[DATA FOR PROCESSING — start]

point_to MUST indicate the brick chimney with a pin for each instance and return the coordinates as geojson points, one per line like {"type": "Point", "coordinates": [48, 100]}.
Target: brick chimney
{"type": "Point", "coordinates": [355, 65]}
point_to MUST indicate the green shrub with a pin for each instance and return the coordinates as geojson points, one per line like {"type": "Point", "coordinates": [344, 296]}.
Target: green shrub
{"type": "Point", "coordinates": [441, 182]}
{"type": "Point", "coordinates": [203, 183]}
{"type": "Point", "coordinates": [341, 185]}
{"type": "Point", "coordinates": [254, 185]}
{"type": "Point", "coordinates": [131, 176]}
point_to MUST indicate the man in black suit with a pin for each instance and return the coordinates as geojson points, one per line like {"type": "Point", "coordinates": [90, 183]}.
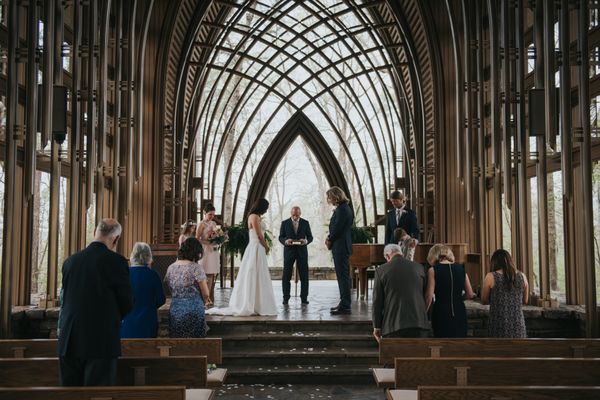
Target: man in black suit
{"type": "Point", "coordinates": [339, 241]}
{"type": "Point", "coordinates": [96, 297]}
{"type": "Point", "coordinates": [400, 217]}
{"type": "Point", "coordinates": [295, 235]}
{"type": "Point", "coordinates": [399, 297]}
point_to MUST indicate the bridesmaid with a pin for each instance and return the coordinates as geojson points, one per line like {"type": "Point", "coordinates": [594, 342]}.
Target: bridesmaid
{"type": "Point", "coordinates": [211, 261]}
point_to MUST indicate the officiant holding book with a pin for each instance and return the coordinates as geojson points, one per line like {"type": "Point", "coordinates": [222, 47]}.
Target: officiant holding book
{"type": "Point", "coordinates": [295, 235]}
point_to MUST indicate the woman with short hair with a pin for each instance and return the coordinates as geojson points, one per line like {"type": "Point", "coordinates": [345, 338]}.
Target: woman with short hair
{"type": "Point", "coordinates": [505, 288]}
{"type": "Point", "coordinates": [446, 281]}
{"type": "Point", "coordinates": [189, 292]}
{"type": "Point", "coordinates": [142, 321]}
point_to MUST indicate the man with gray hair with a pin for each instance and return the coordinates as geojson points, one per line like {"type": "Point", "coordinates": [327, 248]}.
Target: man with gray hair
{"type": "Point", "coordinates": [399, 297]}
{"type": "Point", "coordinates": [96, 297]}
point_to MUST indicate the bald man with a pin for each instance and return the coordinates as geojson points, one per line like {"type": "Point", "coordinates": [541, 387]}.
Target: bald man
{"type": "Point", "coordinates": [295, 235]}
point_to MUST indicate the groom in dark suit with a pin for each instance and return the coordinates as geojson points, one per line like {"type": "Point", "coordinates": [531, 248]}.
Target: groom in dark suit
{"type": "Point", "coordinates": [295, 235]}
{"type": "Point", "coordinates": [400, 217]}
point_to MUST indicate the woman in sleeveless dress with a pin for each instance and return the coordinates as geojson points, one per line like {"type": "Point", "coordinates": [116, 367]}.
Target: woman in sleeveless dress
{"type": "Point", "coordinates": [252, 292]}
{"type": "Point", "coordinates": [211, 261]}
{"type": "Point", "coordinates": [505, 289]}
{"type": "Point", "coordinates": [446, 281]}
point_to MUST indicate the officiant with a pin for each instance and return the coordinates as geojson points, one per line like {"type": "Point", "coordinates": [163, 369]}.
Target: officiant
{"type": "Point", "coordinates": [295, 236]}
{"type": "Point", "coordinates": [400, 216]}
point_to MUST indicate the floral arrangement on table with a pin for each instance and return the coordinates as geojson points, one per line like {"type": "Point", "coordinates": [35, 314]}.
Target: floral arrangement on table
{"type": "Point", "coordinates": [217, 238]}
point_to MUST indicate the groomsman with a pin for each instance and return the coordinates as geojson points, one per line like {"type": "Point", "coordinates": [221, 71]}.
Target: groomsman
{"type": "Point", "coordinates": [295, 235]}
{"type": "Point", "coordinates": [400, 217]}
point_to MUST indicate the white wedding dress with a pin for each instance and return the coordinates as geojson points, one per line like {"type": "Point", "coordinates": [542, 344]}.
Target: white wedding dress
{"type": "Point", "coordinates": [252, 291]}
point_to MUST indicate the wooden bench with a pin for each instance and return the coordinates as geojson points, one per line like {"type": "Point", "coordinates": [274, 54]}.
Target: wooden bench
{"type": "Point", "coordinates": [106, 393]}
{"type": "Point", "coordinates": [496, 393]}
{"type": "Point", "coordinates": [479, 347]}
{"type": "Point", "coordinates": [487, 347]}
{"type": "Point", "coordinates": [411, 373]}
{"type": "Point", "coordinates": [190, 371]}
{"type": "Point", "coordinates": [164, 347]}
{"type": "Point", "coordinates": [156, 347]}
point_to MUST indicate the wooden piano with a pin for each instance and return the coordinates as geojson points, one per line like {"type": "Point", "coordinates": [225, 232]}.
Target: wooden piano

[DATA FOR PROCESSING — finish]

WHAT IS REQUIRED
Print every line of the data exactly. Pictures do not belong in the copy.

RESULT OF THE EXERCISE
point_to MUST indicate the brick chimney with a pin for each instance and return the coordinates as geojson points, one per line like {"type": "Point", "coordinates": [48, 100]}.
Target: brick chimney
{"type": "Point", "coordinates": [355, 65]}
point_to MUST indicate the green shrub with a pin for each instance and return the coordinates as geojson points, one per line like {"type": "Point", "coordinates": [344, 296]}.
Target: green shrub
{"type": "Point", "coordinates": [441, 182]}
{"type": "Point", "coordinates": [203, 183]}
{"type": "Point", "coordinates": [341, 185]}
{"type": "Point", "coordinates": [254, 185]}
{"type": "Point", "coordinates": [131, 176]}
point_to MUST indicate the man in black suit with a pin for each instance and return the coordinates as geojson points, one per line like {"type": "Point", "coordinates": [90, 183]}.
Target: man in black suit
{"type": "Point", "coordinates": [339, 241]}
{"type": "Point", "coordinates": [96, 297]}
{"type": "Point", "coordinates": [400, 217]}
{"type": "Point", "coordinates": [295, 235]}
{"type": "Point", "coordinates": [399, 297]}
point_to MUST indicate the bridesmaid with a pin for each instance and return the coordinates as geojson points, one per line like {"type": "Point", "coordinates": [594, 342]}.
Target: bridesmaid
{"type": "Point", "coordinates": [211, 261]}
point_to MUST indicate the officiant holding book with a pin for each instance and return the coordinates as geojson points, one per line like {"type": "Point", "coordinates": [222, 47]}.
Target: officiant holding book
{"type": "Point", "coordinates": [295, 235]}
point_to MUST indicate the woman with short hair with a pin for each instance and return the coordinates as geojson points, one per line like {"type": "Point", "coordinates": [345, 338]}.
Target: woman with short hair
{"type": "Point", "coordinates": [505, 288]}
{"type": "Point", "coordinates": [446, 281]}
{"type": "Point", "coordinates": [189, 292]}
{"type": "Point", "coordinates": [142, 321]}
point_to MUST indicate the man with gray hair with a pin for each instance and return the coordinates as geojson points, one per line like {"type": "Point", "coordinates": [327, 248]}.
Target: man with gray hair
{"type": "Point", "coordinates": [399, 297]}
{"type": "Point", "coordinates": [96, 297]}
point_to MUST indicate the bald man with a pin for each instance and return the coordinates as geojson points, one per line like {"type": "Point", "coordinates": [541, 387]}.
Target: bald man
{"type": "Point", "coordinates": [295, 235]}
point_to MUST indicate the groom in dark suit with a pin for each instance and return the coordinates as geojson points, one per line like {"type": "Point", "coordinates": [531, 248]}.
Target: groom in dark suit
{"type": "Point", "coordinates": [295, 235]}
{"type": "Point", "coordinates": [400, 217]}
point_to MUST indicate the woman in sleeveless dress with a pin for each instance and return the coordinates as geojson points, one per line like {"type": "Point", "coordinates": [116, 367]}.
Target: woman in sleeveless dress
{"type": "Point", "coordinates": [252, 292]}
{"type": "Point", "coordinates": [211, 261]}
{"type": "Point", "coordinates": [505, 289]}
{"type": "Point", "coordinates": [446, 281]}
point_to MUST indicate the officiant with a pin for each instance and return the coordinates as geojson points, one per line like {"type": "Point", "coordinates": [163, 369]}.
Target: officiant
{"type": "Point", "coordinates": [295, 236]}
{"type": "Point", "coordinates": [400, 216]}
point_to MUST indicate the floral arrangement on table with a pin for each instance and return the coordinates as geojson points, one per line like {"type": "Point", "coordinates": [35, 314]}.
Target: floral arrangement on table
{"type": "Point", "coordinates": [217, 238]}
point_to MUST indicate the groomsman with a pin for each instance and return the coordinates as geojson points, one per line like {"type": "Point", "coordinates": [221, 71]}.
Target: groomsman
{"type": "Point", "coordinates": [295, 235]}
{"type": "Point", "coordinates": [400, 217]}
point_to MUST indicate the white wedding dress with a pin for each instance and return the coordinates as geojson points, one per line like {"type": "Point", "coordinates": [542, 344]}.
Target: white wedding dress
{"type": "Point", "coordinates": [252, 291]}
point_to MUST indicate the wooden bench with a pin for each instance and return the coordinates as geojson points, one per line like {"type": "Point", "coordinates": [274, 54]}.
Target: wooden bench
{"type": "Point", "coordinates": [106, 393]}
{"type": "Point", "coordinates": [496, 393]}
{"type": "Point", "coordinates": [479, 347]}
{"type": "Point", "coordinates": [487, 347]}
{"type": "Point", "coordinates": [411, 373]}
{"type": "Point", "coordinates": [190, 371]}
{"type": "Point", "coordinates": [164, 347]}
{"type": "Point", "coordinates": [156, 347]}
point_to MUST indicate the wooden piano with a pin for each instance and return the coordinates as geojson points, one per line like {"type": "Point", "coordinates": [225, 232]}.
Target: wooden piano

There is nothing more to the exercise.